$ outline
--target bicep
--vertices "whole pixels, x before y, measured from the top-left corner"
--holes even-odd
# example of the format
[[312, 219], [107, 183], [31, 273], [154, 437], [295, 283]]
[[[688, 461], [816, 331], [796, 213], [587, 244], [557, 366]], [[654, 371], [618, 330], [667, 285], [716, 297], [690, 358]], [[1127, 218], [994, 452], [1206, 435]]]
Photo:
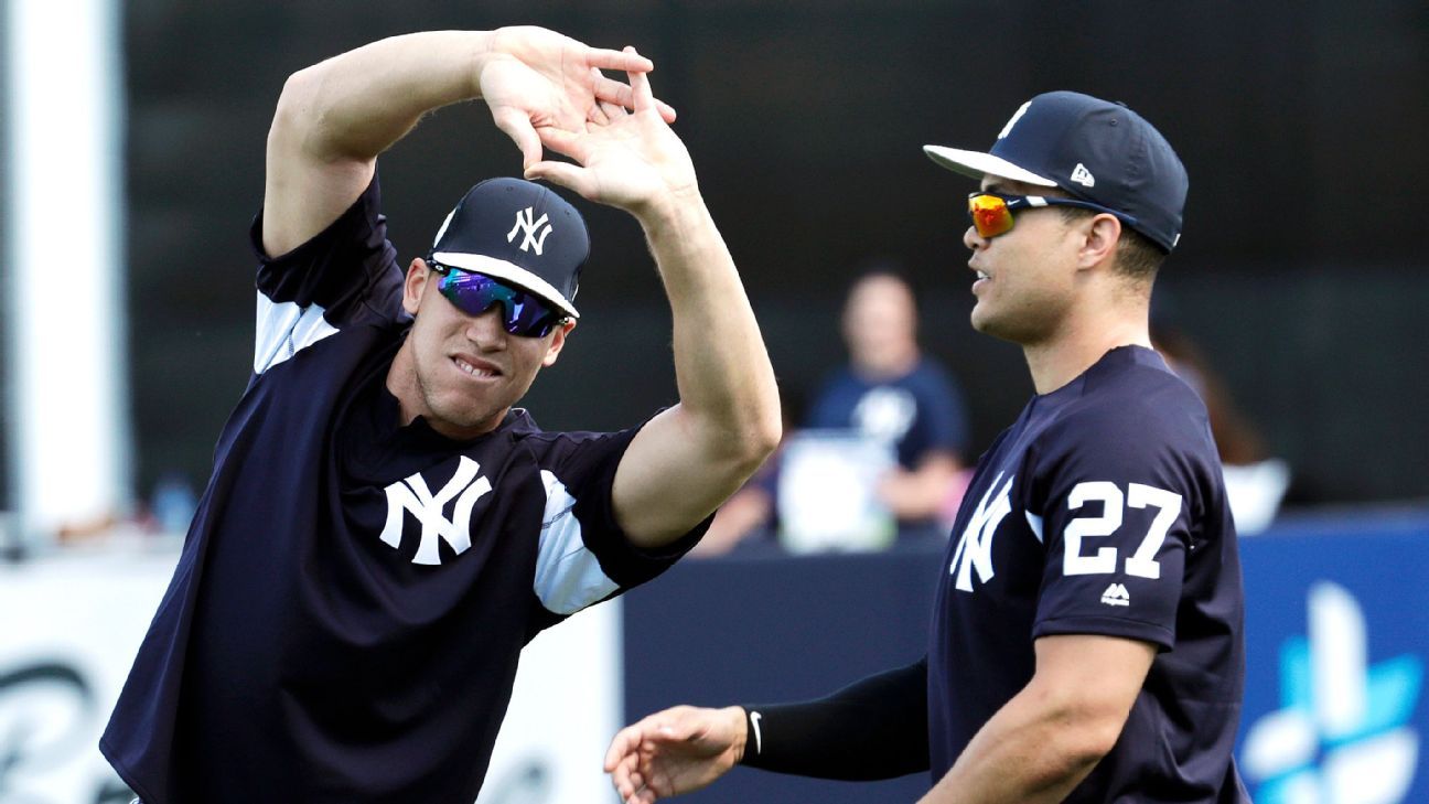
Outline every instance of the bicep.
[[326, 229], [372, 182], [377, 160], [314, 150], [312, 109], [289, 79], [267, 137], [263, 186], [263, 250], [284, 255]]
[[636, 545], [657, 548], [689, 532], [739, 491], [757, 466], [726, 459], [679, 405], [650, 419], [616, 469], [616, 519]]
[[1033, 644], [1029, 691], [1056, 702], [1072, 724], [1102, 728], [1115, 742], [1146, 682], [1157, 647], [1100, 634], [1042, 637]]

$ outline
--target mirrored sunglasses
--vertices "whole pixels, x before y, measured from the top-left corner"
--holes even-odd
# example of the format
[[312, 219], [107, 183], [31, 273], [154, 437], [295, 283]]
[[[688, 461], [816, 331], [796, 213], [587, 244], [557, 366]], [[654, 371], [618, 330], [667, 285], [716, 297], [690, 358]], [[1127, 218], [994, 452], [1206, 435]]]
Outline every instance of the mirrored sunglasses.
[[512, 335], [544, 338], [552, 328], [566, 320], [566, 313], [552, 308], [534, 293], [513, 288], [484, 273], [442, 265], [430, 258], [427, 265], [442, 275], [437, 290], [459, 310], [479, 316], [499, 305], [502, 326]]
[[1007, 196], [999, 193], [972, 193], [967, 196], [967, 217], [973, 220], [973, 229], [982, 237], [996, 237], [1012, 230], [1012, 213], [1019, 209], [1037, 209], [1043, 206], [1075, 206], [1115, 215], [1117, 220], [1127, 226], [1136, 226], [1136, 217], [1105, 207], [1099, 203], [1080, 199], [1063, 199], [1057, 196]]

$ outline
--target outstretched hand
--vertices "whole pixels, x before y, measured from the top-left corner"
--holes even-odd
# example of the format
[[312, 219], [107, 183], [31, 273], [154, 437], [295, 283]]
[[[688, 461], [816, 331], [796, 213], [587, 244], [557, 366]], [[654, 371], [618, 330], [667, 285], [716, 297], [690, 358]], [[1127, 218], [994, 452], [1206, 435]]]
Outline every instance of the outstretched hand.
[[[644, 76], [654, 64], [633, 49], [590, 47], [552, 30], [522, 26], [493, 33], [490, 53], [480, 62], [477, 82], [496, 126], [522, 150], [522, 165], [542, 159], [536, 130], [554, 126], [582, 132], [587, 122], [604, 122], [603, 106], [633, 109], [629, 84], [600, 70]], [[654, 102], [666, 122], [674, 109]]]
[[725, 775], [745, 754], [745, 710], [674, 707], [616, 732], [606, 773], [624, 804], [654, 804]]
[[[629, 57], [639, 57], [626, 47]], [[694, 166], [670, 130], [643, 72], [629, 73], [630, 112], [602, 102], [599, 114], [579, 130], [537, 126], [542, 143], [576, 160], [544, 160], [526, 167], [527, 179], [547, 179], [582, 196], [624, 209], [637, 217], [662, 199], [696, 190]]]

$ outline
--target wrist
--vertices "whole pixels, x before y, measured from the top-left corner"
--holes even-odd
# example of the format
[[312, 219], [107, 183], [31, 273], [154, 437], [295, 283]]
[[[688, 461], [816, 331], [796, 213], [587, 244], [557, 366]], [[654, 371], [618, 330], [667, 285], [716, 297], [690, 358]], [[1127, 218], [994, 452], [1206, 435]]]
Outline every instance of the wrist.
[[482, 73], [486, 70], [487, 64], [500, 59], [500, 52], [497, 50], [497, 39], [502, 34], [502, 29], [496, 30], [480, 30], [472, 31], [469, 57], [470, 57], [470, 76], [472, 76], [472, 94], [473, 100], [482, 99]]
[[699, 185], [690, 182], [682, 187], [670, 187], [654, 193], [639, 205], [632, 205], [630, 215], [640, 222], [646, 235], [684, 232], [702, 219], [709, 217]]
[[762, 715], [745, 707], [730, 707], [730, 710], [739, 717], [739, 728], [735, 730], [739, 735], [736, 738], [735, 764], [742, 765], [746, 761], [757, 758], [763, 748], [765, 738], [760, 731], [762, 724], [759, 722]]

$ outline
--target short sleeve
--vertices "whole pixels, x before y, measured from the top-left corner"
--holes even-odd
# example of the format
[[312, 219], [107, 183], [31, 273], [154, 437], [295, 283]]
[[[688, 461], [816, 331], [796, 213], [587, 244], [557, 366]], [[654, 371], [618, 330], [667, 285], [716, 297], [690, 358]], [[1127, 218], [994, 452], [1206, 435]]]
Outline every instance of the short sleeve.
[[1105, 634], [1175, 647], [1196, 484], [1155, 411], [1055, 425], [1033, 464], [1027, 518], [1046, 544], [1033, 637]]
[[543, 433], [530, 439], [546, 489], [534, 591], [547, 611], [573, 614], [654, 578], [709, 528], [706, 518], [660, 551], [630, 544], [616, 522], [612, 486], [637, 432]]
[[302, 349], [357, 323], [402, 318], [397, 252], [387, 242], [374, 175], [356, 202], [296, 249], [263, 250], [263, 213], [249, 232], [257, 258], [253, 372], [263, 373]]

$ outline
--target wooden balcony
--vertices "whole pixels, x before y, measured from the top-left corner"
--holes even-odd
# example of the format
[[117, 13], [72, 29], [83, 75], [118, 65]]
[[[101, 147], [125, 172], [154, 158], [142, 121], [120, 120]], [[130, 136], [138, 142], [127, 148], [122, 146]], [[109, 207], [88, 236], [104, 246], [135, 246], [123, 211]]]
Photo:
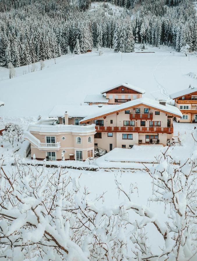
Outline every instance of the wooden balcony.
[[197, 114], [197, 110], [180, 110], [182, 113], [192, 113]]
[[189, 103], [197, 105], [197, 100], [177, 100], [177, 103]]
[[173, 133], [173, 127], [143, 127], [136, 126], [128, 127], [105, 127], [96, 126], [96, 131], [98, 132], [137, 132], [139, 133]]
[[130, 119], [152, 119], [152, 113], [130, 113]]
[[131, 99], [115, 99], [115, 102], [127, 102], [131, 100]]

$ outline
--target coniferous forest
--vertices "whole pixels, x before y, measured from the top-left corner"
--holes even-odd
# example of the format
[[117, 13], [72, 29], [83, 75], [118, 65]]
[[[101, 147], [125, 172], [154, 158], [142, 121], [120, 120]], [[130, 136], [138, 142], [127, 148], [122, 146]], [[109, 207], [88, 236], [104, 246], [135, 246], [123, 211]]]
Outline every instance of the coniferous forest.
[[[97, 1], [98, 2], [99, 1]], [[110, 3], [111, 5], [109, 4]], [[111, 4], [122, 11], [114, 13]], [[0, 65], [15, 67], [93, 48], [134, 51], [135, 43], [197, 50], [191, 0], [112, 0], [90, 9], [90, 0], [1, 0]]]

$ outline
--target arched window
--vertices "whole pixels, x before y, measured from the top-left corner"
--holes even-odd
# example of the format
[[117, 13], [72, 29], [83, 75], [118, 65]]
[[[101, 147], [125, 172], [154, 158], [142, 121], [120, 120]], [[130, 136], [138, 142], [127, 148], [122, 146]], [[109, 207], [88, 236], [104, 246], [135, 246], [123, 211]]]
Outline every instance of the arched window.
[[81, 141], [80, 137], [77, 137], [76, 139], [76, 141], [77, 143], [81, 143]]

- **Task objective**:
State how many lines of the listing contain the word "coniferous", matching case exactly, and give only that number.

- **Answer to this problem**:
2